** start GIVEN ENTRIES **

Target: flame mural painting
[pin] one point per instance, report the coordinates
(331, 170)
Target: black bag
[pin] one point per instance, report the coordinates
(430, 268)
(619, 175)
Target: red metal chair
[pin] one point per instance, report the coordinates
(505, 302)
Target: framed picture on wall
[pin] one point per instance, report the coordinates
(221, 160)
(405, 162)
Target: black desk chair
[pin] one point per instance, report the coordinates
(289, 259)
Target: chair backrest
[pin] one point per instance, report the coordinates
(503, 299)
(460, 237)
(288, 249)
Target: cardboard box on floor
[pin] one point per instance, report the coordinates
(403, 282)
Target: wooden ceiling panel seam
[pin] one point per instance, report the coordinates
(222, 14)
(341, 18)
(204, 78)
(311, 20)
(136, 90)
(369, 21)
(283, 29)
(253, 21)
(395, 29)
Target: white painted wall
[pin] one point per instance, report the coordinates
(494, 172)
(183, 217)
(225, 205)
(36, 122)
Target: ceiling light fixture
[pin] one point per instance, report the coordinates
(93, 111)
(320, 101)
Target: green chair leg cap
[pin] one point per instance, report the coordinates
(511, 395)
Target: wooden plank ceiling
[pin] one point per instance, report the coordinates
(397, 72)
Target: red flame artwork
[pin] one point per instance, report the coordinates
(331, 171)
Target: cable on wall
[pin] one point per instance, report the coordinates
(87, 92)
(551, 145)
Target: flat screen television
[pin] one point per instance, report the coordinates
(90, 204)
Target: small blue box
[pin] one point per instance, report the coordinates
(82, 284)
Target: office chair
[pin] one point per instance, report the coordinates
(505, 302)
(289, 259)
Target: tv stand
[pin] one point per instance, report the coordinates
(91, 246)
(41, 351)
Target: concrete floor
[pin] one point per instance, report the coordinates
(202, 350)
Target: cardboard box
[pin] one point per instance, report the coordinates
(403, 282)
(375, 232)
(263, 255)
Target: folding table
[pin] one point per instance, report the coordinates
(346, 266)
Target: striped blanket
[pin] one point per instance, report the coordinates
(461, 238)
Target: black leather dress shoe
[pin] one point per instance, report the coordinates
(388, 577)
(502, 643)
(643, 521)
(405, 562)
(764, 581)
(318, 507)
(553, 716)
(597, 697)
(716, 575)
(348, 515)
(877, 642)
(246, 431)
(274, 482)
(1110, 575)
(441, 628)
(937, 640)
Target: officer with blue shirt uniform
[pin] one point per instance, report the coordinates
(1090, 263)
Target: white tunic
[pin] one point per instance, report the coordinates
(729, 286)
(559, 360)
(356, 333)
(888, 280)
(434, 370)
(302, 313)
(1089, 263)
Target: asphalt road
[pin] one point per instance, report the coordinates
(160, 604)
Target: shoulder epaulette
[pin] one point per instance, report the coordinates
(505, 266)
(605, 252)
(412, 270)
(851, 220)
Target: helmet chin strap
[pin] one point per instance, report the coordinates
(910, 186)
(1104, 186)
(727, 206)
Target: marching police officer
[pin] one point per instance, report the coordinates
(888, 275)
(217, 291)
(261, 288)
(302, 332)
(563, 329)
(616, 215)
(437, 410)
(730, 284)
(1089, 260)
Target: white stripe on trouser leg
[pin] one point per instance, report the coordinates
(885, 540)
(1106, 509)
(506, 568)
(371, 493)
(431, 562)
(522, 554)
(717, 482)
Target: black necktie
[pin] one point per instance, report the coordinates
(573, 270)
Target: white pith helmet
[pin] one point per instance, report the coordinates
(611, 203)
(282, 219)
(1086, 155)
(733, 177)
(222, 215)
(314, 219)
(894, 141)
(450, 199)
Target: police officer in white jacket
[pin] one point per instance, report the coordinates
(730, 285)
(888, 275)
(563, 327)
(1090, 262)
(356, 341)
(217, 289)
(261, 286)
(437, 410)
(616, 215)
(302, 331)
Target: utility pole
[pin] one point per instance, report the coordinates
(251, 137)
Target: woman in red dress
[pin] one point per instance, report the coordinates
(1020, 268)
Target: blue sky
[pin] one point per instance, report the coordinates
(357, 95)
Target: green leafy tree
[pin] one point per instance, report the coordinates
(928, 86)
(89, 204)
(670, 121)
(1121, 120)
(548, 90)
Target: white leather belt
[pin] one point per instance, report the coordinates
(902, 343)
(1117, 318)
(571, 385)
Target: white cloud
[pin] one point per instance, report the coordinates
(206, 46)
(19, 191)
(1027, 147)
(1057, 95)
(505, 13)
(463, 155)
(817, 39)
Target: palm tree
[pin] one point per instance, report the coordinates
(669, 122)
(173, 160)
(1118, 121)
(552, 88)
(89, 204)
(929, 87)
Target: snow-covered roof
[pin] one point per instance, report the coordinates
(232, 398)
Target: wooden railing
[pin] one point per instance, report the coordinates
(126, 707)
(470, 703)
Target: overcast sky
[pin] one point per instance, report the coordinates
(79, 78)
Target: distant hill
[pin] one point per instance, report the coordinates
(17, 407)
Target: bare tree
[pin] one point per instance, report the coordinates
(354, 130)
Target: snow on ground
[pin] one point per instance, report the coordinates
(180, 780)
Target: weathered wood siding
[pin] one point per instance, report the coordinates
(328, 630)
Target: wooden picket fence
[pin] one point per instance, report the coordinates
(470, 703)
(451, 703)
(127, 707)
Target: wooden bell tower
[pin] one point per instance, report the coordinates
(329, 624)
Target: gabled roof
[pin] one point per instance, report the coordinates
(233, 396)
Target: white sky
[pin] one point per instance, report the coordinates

** end GIVEN ENTRIES **

**EXERCISE BRIEF**
Rewrite all of the records above, replacing "report the coordinates" with "give the x and y position" wherever it appears and leaving everything else as it is.

**RESULT FOR THIS TASK**
Target: flame mural painting
[pin] one point per instance, give the x and y position
(331, 170)
Target: black bag
[pin] one point per instance, give the x and y position
(430, 268)
(619, 175)
Target: red metal chair
[pin] one point per instance, give the x and y position
(505, 302)
Target: framed picture on wall
[pin] one point per instance, give the x and y position
(221, 160)
(405, 162)
Target: black desk chair
[pin] one point per instance, give the x and y position
(289, 259)
Target: chair backrest
[pin] one point per instance, give the x and y position
(503, 299)
(460, 237)
(288, 249)
Target: cardboard box on floor
[pin] one point per instance, give the x and y position
(403, 282)
Target: wooden ceiling panel seam
[pin] one point per instance, give the x and y position
(222, 14)
(341, 18)
(204, 78)
(311, 20)
(136, 90)
(369, 21)
(283, 29)
(253, 21)
(395, 29)
Target: white painted wall
[pin] one point per instance, give the x and y position
(494, 172)
(183, 217)
(225, 205)
(36, 122)
Target: ceiling light fixture
[pin] one point per instance, give the x and y position
(93, 111)
(320, 101)
Target: green chair leg cap
[pin] one point per instance, give the x and y position
(511, 395)
Target: wooden plank ceiling
[pin] one point per instance, give the x and y position
(397, 72)
Target: red flame artwork
[pin] one point per instance, give the x and y position
(331, 171)
Target: cable on wall
[pin] one point per instance, give the x and y position
(87, 92)
(551, 145)
Target: flat screen television
[pin] one point per instance, give the x and y position
(90, 204)
Target: small blue box
[pin] one point per instance, give the x and y position
(82, 284)
Target: office chair
[pin] one point per instance, give the x and y position
(505, 302)
(289, 259)
Target: tv stand
[pin] one point per instance, give the x and y position
(91, 246)
(41, 351)
Target: concrete floor
[pin] one point per instance, give the x and y position
(202, 350)
Target: cardboard box
[pin] one point per instance, give the x and y position
(403, 282)
(375, 232)
(263, 255)
Target: folding table
[pin] one point per instance, give the x and y position
(346, 266)
Target: striped blanket
[pin] one point per instance, give the x and y position
(461, 238)
Target: black leather dress shoe
[pin] one point per instance, give the x and y position
(388, 577)
(502, 643)
(643, 521)
(405, 562)
(764, 581)
(318, 507)
(553, 716)
(597, 697)
(716, 575)
(348, 515)
(877, 642)
(246, 431)
(274, 482)
(1110, 575)
(441, 628)
(937, 640)
Target: officer with blue shirt uniform
[pin] one point per instance, give the x and y position
(1090, 263)
Target: white tunic
[pin] one point per instance, give the x and y position
(729, 286)
(559, 360)
(356, 333)
(888, 280)
(434, 370)
(302, 313)
(1089, 263)
Target: asphalt road
[pin] one point per instance, give the x and y position
(160, 604)
Target: shoulder epaulette
[pin] one point per instance, give the x and y position
(505, 266)
(605, 252)
(412, 270)
(851, 220)
Target: helmet chin strap
[pin] one point per instance, give the x and y position
(910, 186)
(1104, 186)
(727, 206)
Target: marching police officer
[pin] one point per instance, give the x and y position
(888, 275)
(217, 291)
(261, 288)
(302, 332)
(563, 329)
(616, 215)
(437, 410)
(730, 284)
(1089, 260)
Target: white stripe on trouser leg
[pin] one point per instance, give the x and y position
(885, 540)
(1106, 509)
(506, 568)
(371, 493)
(431, 562)
(522, 554)
(717, 482)
Target: black necktie
[pin] one point per instance, give the x and y position
(573, 270)
Target: white pith helmet
[pin] one point per instance, give the x and y position
(611, 203)
(282, 219)
(1086, 155)
(733, 177)
(222, 215)
(314, 219)
(894, 141)
(450, 199)
Target: police officer in white jacket
[pin] one point per instance, give the x and y position
(730, 285)
(888, 275)
(563, 327)
(1090, 262)
(356, 341)
(217, 289)
(261, 286)
(437, 410)
(616, 215)
(302, 331)
Target: utility pole
[pin] one point per instance, give the x and y position
(251, 137)
Target: woman in red dress
[pin] one point per instance, give the x and y position
(1020, 268)
Target: blue sky
[pin] one point per instance, give the x and y position
(357, 95)
Target: green leafy tree
[pin] one point per instance, give the x and y position
(928, 86)
(89, 204)
(670, 121)
(1121, 120)
(548, 90)
Target: white leather belt
[pin] one point per instance, give the x and y position
(902, 343)
(1117, 318)
(571, 385)
Target: white cloud
[pin] one point per instance, give the x and y position
(206, 46)
(19, 191)
(1027, 147)
(1057, 95)
(505, 13)
(463, 155)
(817, 39)
Target: palm tree
[pin] one point per instance, give the x and y position
(669, 122)
(173, 160)
(1118, 121)
(552, 88)
(89, 204)
(929, 87)
Target: snow-covered roof
[pin] one point per instance, give the x and y position
(232, 398)
Target: wooden railing
[pin] one point per instance, give the x and y position
(126, 707)
(470, 703)
Target: overcast sky
[pin] one point per instance, give the x and y position
(79, 78)
Target: distant hill
[pin] one point per instance, give the x and y position
(17, 407)
Target: bare tree
[pin] one point per instance, give the x and y position
(354, 130)
Target: snow on ground
[pin] one point per instance, give the x and y position
(180, 780)
Target: weathered wood siding
[pin] one point per instance, give the x and y position
(328, 630)
Target: wooden picket fence
[pin] one point per instance, give the x and y position
(470, 703)
(451, 703)
(127, 707)
Target: wooden bell tower
[pin] one point per instance, give the x and y position
(329, 624)
Target: gabled roof
[pin] one point per instance, give the x and y position
(233, 396)
Target: white sky
[pin] one point per instance, give the x and y position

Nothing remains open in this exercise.